■ **WHAT YOU WILL DO**
Start at the line in the entries below that contains "Task: each instance of the arched entrance", stop at the line that contains "Task: each instance of the man", and output exactly the lines in that span, both ends included.

■ **INPUT RECORDS**
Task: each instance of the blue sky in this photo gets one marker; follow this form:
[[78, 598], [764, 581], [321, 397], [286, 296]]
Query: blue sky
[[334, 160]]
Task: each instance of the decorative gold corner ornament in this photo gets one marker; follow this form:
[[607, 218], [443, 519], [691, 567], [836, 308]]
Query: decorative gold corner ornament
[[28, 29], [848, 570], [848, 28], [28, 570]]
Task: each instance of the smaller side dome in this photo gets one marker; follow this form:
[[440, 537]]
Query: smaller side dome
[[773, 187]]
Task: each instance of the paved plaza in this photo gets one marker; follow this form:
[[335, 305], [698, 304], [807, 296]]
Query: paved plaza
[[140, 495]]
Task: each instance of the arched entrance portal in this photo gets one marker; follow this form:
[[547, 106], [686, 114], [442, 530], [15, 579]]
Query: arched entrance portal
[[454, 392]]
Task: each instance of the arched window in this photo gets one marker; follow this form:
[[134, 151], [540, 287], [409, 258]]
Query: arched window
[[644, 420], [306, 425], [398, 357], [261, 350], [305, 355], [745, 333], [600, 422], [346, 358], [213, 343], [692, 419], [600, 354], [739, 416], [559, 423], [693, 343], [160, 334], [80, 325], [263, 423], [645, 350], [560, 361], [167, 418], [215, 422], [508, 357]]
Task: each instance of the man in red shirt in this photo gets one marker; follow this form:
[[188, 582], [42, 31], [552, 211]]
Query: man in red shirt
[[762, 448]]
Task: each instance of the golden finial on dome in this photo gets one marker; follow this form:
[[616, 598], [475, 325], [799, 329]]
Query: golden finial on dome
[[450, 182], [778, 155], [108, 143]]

---

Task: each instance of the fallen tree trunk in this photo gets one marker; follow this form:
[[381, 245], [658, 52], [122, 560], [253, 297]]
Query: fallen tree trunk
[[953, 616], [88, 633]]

■ **TASK SOLUTION**
Task: each instance of the arched entrance portal in this photo gets one marker; follow this form:
[[547, 106], [686, 114], [442, 530], [15, 579]]
Query: arched entrance portal
[[454, 392]]
Task: each instance of the arched window in this photo gets one marker; follow this form:
[[134, 151], [540, 287], [409, 258]]
Query: arched window
[[644, 420], [306, 425], [398, 357], [261, 350], [305, 355], [745, 333], [600, 422], [346, 358], [213, 343], [692, 419], [600, 354], [739, 416], [559, 423], [693, 343], [160, 334], [80, 325], [263, 423], [645, 350], [560, 361], [167, 418], [215, 422], [508, 357]]
Task: each instance of the man in red shirt in this photo gets one marker; follow this form:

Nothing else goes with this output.